◆ 正文 ◆

•••

基於物品的協同過濾算法(Spark Scala實現)

目前Spark ML中未實現協同過濾推薦算法, 本文將根據基於鄰域的協同過濾算法的理論知識, 實現基於物品的協同過濾推薦算法。 基於Spark ML實現 的相似度計算模型,可以計算物品與物品之間的相似度,支持同現相似度、歐幾里得距離相似度、Cosine相似度3種相似度計算方法, 圖1爲根據用戶評分矩陣,採用同現相似度方法計算物品相似度矩陣。

圖1 根據用戶評分矩陣,採用同現相似度方法計算物品相似度矩陣

注意:本文代碼使用Zeppelin進行操作

1、數據準備

數據來源:MovieLens 【數據地址:https://grouplens.org/datasets/movielens/】(1M、10M、20M 共三個數據集)

1.1 導入依賴包

import scala.math._
import org.apache.spark.sql.Dataset
import org.apache.spark.sql.catalyst.encoders.ExpressionEncoder
import org.apache.spark.sql.functions._
import org.apache.spark.sql._
import scala.collection.mutable.WrappedArray
import scala.collection.JavaConverters._
import scala.collection.mutable.ArrayBuffer

1.2 讀取item配置表

將movies.csv文件加載成DataFrame

val item_conf_path = "hdfs://mycluster/user/***/ml-latest-small/movies.csv"
val item_conf_df = spark.read.options(Map(("delimiter", ","), ("header", "true"))).csv(item_conf_path)
item_conf_df.show(5)

輸出:

+-------+--------------------+--------------------+
|movieId| title| genres|
+-------+--------------------+--------------------+
| 1| Toy Story (1995)|Adventure|Animati...|
| 2| Jumanji (1995)|Adventure|Childre...|
| 3|Grumpier Old Men ...| Comedy|Romance|
| 4|Waiting to Exhale...|Comedy|Drama|Romance|
| 5|Father of the Bri...| Comedy|
+-------+--------------------+--------------------+
only showing top 5 rows

Map: (movieId, title)

val item_id2title_map = item_conf_df.select("movieId", "title").collect().map(row => (row(0).toString(), row(1).toString())).toMap

Map: (movieId, genres)

•••

◆ 所附資料 ◆
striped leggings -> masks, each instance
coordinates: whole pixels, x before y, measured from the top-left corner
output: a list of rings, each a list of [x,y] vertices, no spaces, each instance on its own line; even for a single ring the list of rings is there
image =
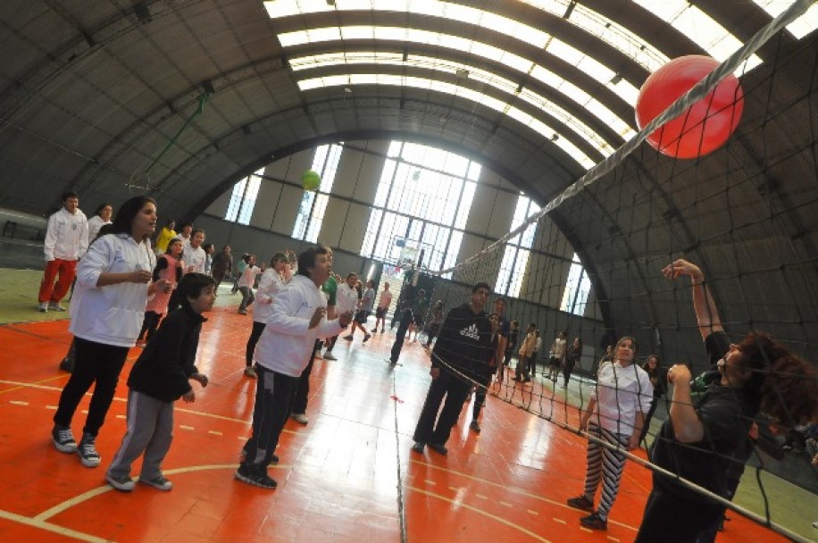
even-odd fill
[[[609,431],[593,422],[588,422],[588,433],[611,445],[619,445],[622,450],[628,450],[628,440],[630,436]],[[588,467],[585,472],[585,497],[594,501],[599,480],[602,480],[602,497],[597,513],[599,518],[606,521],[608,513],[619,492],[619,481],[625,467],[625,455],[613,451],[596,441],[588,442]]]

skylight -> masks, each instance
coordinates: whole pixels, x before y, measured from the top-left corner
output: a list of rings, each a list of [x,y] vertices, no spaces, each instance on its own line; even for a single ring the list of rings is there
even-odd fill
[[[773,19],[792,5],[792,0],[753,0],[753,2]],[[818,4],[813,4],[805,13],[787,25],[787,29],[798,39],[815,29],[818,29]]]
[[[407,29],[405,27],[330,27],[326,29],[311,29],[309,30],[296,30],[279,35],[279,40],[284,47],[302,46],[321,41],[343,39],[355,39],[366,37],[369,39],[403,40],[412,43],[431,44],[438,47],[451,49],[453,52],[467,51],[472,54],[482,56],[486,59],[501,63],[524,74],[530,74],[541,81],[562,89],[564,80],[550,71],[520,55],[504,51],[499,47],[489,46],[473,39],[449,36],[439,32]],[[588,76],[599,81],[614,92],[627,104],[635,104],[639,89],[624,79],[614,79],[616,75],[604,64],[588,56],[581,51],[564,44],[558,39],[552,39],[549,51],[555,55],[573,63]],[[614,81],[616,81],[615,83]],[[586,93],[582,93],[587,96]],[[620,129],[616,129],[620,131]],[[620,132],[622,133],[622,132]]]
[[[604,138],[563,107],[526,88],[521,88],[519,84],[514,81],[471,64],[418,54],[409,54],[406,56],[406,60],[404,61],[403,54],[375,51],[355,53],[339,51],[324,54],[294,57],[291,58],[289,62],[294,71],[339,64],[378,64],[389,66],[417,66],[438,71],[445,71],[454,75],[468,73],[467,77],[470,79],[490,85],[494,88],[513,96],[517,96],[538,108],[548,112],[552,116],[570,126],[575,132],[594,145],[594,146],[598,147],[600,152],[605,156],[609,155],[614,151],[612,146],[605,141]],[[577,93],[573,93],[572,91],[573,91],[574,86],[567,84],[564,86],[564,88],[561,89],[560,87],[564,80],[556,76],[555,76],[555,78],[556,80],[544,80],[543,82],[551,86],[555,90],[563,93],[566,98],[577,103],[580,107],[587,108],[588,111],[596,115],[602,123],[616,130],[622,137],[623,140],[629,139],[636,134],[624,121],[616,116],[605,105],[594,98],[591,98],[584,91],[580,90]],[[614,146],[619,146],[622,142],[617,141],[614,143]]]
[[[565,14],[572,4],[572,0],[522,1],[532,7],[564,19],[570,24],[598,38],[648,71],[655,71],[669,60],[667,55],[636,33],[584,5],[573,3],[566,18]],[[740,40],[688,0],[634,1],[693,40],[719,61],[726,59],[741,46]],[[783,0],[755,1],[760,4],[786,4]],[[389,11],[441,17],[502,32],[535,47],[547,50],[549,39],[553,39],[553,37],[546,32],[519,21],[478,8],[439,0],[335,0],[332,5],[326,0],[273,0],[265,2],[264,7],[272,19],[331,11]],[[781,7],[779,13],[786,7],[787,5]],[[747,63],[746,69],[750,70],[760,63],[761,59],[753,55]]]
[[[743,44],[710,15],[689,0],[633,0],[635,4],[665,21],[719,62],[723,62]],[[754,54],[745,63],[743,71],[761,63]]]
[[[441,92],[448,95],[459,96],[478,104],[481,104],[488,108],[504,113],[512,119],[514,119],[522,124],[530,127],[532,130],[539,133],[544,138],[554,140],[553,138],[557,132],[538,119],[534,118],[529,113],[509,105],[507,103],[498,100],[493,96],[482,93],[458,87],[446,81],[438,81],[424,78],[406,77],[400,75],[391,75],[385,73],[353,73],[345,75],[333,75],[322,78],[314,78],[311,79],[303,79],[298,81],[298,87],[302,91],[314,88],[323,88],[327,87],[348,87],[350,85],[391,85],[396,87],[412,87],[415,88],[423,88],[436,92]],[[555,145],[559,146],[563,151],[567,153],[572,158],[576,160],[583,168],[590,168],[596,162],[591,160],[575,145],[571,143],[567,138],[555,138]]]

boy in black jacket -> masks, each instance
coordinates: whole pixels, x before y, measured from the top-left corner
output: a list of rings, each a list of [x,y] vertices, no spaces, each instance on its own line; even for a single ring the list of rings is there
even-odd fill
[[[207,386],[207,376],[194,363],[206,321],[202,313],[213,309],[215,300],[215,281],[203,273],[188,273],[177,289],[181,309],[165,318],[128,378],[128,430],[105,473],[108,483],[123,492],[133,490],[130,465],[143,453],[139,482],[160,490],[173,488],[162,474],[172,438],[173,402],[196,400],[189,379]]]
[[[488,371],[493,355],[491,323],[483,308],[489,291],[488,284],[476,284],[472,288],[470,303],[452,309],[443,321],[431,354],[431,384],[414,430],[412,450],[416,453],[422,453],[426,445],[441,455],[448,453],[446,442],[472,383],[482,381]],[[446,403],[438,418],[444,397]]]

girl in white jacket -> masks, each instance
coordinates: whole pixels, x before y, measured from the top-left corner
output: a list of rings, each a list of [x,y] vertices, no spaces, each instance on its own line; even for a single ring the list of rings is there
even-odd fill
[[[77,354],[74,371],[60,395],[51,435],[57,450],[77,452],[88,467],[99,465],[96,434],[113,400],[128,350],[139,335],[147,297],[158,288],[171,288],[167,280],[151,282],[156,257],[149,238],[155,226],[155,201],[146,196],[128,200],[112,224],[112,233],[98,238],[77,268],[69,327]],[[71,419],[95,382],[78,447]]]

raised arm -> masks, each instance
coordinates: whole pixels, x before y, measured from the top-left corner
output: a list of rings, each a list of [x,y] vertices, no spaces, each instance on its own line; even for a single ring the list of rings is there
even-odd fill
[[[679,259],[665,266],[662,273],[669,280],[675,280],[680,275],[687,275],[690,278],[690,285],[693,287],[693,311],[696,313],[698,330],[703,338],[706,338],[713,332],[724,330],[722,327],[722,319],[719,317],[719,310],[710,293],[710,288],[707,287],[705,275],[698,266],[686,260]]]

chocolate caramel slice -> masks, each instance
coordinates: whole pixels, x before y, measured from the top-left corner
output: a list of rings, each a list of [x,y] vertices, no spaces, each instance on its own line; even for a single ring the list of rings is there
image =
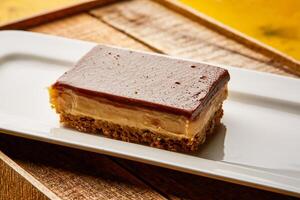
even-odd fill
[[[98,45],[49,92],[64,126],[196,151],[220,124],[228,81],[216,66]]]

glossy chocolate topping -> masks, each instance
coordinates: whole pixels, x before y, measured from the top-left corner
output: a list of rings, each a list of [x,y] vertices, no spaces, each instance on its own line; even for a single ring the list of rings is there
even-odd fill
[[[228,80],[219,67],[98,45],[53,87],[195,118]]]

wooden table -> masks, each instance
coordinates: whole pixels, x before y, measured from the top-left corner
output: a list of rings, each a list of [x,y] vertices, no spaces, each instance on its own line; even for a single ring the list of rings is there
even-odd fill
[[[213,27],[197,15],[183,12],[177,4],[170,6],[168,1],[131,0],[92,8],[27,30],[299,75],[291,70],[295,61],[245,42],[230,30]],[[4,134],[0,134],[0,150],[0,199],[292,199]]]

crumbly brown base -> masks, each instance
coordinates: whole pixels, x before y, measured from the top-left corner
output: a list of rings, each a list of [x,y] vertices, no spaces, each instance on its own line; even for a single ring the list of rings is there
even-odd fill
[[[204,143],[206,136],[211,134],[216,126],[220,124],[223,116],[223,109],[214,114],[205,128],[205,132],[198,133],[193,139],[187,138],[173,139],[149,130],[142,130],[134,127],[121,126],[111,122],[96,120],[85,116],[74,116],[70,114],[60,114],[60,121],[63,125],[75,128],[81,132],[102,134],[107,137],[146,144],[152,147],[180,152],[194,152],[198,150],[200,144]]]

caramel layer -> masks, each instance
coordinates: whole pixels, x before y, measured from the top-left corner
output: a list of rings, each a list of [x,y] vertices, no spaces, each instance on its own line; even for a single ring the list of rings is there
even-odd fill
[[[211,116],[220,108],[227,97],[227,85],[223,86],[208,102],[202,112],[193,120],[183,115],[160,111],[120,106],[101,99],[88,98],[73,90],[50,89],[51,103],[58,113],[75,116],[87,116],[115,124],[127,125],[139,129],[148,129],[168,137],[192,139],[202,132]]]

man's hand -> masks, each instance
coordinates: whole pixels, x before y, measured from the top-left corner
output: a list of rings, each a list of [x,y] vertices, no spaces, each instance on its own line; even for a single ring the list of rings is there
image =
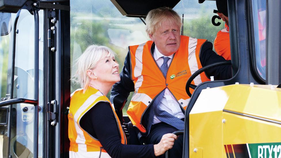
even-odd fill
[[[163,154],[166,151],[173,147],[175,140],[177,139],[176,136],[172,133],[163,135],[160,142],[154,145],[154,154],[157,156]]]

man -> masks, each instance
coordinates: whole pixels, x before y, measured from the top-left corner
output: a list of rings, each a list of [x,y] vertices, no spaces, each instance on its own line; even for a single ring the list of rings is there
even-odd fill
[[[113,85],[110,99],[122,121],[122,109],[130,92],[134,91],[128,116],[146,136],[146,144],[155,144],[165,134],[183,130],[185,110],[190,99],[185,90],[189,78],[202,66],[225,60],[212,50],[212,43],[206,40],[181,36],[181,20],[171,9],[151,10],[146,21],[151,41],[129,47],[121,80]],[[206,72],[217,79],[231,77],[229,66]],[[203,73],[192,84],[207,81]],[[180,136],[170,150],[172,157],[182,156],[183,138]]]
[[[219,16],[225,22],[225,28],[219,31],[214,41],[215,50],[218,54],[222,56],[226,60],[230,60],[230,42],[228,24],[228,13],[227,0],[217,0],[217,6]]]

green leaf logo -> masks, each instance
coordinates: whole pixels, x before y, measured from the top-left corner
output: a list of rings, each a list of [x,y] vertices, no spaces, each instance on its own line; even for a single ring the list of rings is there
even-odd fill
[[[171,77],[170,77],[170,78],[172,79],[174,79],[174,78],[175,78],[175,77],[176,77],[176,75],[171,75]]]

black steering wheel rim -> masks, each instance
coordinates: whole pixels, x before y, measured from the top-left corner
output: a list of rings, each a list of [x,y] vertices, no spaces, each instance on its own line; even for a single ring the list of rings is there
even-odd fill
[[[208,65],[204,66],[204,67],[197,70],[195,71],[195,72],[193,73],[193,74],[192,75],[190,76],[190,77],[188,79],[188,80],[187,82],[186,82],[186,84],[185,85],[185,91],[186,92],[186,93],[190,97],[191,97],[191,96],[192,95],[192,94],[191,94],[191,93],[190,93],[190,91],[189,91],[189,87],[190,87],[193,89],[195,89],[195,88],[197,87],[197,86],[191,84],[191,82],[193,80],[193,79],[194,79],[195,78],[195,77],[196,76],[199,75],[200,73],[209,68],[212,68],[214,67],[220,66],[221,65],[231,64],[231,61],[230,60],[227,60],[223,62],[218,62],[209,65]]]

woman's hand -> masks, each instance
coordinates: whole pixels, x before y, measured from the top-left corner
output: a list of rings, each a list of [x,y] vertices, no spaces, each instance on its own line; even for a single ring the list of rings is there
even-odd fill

•••

◆ 練習任務 ◆
**A.** 基於物品的協同過濾算法一文中，相似度計算模型支持哪些相似度計算方法？列出全部方法。
**B.** 接著基於物品的協同過濾算法一文的最後一句續寫下去。

◆ 參考答案 ◆
**A.** 同現相似度、歐幾里得距離相似度、Cosine相似度。

**B.**
val item_id2genres_map = item_conf_df.select("movieId", "genres").collect().map(row => (row(0).toString(), row(1).toString())).toMap

廣播

val item_id2title_map_BC = spark.sparkContext.broadcast(item_id2title_map)
val item_id2genres_map_BC = spark.sparkContext.broadcast(item_id2genres_map)

1.3 讀取用戶行爲數據

val user_rating_path = "hdfs://mycluster/user/***/ml-latest-small/ratings.csv"
val user_rating_df = spark.read.options(Map(("delimiter", ","), ("header", "true"))).csv(user_rating_path)
user_rating_df.show(5)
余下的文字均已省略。